[Object point labels]
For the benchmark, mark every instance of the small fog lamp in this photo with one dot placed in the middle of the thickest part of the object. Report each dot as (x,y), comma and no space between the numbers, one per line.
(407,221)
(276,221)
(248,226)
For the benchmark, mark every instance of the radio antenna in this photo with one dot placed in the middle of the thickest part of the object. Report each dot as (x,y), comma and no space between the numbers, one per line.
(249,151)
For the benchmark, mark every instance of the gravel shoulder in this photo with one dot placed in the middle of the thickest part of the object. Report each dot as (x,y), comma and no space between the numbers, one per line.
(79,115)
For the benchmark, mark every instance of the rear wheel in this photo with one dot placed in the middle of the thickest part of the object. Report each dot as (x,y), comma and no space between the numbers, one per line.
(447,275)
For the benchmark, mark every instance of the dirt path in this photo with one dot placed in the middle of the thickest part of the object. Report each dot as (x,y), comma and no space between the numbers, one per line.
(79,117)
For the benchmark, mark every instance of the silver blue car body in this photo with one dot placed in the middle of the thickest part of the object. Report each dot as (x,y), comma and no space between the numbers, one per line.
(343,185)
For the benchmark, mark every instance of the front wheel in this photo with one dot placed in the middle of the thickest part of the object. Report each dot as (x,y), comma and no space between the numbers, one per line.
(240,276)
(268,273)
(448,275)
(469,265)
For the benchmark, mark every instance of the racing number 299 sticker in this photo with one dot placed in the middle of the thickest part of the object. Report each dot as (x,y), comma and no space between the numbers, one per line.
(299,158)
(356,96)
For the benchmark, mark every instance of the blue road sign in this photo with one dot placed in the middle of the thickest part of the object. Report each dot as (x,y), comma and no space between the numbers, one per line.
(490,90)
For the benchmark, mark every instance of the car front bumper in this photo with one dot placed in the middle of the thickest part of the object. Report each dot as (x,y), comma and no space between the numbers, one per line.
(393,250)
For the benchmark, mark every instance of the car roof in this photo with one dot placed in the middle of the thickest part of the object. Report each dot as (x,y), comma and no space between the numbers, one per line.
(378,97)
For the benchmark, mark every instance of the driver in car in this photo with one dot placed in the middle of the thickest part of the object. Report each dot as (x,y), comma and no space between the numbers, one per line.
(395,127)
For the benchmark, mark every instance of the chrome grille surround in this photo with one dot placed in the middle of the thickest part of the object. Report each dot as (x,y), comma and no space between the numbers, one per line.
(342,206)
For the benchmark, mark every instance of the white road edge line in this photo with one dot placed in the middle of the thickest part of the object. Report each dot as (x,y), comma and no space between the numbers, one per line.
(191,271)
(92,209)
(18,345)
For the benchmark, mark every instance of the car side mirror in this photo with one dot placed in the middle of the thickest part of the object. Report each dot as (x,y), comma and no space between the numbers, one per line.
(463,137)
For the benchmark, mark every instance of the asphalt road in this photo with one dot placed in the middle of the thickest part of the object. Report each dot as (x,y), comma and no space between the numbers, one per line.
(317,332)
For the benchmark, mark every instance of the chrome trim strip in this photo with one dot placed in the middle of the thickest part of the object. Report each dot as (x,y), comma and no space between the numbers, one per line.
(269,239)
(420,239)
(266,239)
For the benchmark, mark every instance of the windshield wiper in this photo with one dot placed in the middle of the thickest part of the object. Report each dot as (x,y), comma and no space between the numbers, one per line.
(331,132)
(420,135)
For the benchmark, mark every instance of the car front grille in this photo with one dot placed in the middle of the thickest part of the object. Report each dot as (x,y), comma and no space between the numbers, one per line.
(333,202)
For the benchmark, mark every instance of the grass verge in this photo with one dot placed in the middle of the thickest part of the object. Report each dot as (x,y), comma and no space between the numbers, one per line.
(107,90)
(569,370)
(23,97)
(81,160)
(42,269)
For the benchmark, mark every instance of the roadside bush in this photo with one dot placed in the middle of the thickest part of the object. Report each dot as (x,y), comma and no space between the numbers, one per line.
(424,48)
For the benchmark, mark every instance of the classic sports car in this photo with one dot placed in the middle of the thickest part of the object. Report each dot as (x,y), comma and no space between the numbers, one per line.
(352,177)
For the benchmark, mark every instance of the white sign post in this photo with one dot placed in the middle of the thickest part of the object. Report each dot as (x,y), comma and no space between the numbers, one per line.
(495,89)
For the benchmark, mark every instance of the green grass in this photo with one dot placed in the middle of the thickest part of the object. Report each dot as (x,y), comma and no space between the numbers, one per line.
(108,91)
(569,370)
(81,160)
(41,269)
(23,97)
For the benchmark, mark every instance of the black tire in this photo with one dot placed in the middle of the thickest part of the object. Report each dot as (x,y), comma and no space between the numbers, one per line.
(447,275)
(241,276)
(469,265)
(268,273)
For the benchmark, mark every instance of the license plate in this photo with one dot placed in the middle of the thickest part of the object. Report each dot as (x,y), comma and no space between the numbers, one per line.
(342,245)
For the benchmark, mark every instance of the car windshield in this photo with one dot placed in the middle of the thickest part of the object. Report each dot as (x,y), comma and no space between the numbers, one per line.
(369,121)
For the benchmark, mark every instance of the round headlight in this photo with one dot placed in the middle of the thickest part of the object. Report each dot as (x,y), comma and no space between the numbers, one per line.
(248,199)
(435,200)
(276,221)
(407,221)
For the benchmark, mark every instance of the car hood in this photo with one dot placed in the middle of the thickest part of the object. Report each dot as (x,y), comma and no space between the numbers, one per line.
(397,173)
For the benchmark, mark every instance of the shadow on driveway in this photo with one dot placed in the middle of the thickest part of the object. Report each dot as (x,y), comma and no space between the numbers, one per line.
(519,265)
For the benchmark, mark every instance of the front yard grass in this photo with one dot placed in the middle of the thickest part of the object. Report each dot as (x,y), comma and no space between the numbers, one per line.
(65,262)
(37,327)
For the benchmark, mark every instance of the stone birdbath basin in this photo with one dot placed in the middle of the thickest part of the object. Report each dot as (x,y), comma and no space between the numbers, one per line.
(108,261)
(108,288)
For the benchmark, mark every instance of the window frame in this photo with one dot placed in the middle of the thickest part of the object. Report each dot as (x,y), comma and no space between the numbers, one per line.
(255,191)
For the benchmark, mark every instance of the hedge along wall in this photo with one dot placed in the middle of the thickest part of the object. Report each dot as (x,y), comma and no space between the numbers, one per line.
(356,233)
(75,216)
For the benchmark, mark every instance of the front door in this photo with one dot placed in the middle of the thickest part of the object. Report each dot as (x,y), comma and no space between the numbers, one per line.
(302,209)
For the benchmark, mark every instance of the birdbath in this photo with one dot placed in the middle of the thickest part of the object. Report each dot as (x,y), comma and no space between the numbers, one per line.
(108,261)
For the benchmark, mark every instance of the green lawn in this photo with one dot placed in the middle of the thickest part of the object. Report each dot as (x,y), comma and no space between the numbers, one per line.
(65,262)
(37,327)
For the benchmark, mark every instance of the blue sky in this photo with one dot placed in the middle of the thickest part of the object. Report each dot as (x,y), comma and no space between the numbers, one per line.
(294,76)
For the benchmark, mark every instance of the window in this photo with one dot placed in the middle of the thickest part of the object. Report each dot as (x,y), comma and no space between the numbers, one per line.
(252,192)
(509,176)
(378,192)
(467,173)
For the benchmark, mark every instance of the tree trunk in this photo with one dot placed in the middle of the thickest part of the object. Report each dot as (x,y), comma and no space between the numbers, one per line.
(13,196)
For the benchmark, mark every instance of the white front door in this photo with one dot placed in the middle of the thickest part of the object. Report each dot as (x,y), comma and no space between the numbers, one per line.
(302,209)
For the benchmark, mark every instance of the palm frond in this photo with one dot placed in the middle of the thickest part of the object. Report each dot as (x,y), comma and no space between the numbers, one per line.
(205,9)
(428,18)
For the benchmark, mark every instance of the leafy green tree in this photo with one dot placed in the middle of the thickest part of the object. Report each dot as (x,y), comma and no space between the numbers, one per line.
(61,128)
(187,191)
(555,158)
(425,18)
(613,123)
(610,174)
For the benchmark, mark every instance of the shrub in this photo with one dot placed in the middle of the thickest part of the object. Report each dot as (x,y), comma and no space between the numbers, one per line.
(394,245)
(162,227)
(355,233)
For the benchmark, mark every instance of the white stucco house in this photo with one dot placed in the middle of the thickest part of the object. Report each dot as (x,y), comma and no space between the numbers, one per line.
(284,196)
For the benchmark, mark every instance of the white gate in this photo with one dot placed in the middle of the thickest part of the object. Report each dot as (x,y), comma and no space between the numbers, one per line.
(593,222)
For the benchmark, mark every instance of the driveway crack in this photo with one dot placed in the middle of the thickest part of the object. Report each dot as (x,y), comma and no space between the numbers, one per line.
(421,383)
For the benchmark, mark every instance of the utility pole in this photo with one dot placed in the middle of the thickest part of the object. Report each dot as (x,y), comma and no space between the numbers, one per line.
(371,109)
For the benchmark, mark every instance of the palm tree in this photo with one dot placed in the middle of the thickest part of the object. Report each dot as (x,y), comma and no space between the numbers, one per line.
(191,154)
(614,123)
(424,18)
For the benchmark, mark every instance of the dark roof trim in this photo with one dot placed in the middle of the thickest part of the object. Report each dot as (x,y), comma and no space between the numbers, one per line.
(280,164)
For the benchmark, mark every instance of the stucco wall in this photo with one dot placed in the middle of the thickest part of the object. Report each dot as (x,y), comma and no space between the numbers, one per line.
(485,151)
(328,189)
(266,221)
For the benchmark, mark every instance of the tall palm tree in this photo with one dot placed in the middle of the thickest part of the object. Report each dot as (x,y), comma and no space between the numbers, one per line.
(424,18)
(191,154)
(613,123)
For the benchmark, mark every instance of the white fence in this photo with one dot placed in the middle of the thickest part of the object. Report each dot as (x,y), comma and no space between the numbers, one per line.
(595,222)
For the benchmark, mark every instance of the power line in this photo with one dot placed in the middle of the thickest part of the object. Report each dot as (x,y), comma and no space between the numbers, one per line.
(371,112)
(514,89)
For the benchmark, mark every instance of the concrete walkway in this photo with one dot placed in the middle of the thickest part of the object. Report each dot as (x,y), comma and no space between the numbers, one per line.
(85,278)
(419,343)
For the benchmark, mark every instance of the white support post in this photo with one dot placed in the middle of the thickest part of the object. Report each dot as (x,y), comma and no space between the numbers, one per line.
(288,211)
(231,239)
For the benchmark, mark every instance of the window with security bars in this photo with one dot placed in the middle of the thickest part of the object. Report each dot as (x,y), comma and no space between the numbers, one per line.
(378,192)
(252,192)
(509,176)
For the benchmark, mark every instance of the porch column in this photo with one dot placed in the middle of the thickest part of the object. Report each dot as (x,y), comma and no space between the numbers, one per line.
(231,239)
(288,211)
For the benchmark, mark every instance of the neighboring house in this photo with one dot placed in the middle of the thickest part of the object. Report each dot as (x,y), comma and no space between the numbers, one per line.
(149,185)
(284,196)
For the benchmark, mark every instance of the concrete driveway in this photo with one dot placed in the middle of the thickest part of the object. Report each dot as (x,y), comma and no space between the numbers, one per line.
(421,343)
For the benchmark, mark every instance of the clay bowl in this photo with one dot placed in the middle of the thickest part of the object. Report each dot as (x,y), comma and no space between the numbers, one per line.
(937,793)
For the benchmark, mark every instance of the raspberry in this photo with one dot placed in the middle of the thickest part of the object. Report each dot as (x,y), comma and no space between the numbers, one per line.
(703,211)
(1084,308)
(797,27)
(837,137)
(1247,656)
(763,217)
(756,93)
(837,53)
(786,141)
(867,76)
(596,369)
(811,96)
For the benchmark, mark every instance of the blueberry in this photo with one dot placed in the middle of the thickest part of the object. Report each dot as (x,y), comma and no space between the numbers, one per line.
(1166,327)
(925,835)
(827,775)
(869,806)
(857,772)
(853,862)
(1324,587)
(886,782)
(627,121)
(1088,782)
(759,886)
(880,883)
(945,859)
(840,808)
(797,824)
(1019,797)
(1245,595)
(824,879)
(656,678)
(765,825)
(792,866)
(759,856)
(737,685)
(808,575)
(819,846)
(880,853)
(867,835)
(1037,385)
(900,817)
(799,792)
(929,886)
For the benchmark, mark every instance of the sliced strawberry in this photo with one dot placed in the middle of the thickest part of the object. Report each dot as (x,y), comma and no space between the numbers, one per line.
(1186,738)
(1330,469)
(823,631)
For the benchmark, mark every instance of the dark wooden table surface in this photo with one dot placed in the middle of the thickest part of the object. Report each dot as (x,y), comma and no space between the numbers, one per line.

**Task to carry out:** Nothing outside the span should appear: transcribe the lines from the one containing "For the benchmark, mark every instance of the clay" through the last line of the records.

**Task result:**
For the benchmark, mark every instance of the clay bowl in this photo with one dot placed in the middle of the thickest part of the object. Report each dot as (x,y), comma and no space between the numbers, one per line.
(937,793)
For the benchmark, mark every instance of the raspberry in this photo with one dot placed in the middle of the thickest part of the object. Report each dot as (x,y), comma and no space between the numbers, one per line.
(703,211)
(1084,308)
(797,27)
(837,137)
(1247,656)
(763,217)
(756,93)
(837,53)
(786,141)
(867,76)
(596,369)
(811,96)
For the benchmark, mark every instance of the blueberry in this photo with one dot placed in the middle of the thickest part of the object. Report each dot as (x,y), comma and no space between the numbers, one per line.
(1166,327)
(925,835)
(827,775)
(869,806)
(857,772)
(853,862)
(1324,587)
(886,782)
(627,121)
(1088,782)
(759,886)
(880,883)
(945,859)
(840,808)
(797,824)
(1019,797)
(1245,595)
(824,879)
(656,678)
(765,825)
(792,866)
(759,856)
(737,685)
(808,575)
(819,846)
(880,853)
(867,835)
(1037,385)
(900,817)
(799,792)
(929,886)
For the benchmark, mark every instance of the sliced strawberry in this photo with one dot placed in the middle of the thickest part of the object. Report each dot as (x,y), comma and no space between the numbers, one per line.
(1186,738)
(1330,469)
(823,631)
For the benchmark, mark every instance of the dark wooden table surface in this photo with one dot placed in the middle of the thickest part of the object. Report each dot as (x,y), comma and no space between the numbers, one per line.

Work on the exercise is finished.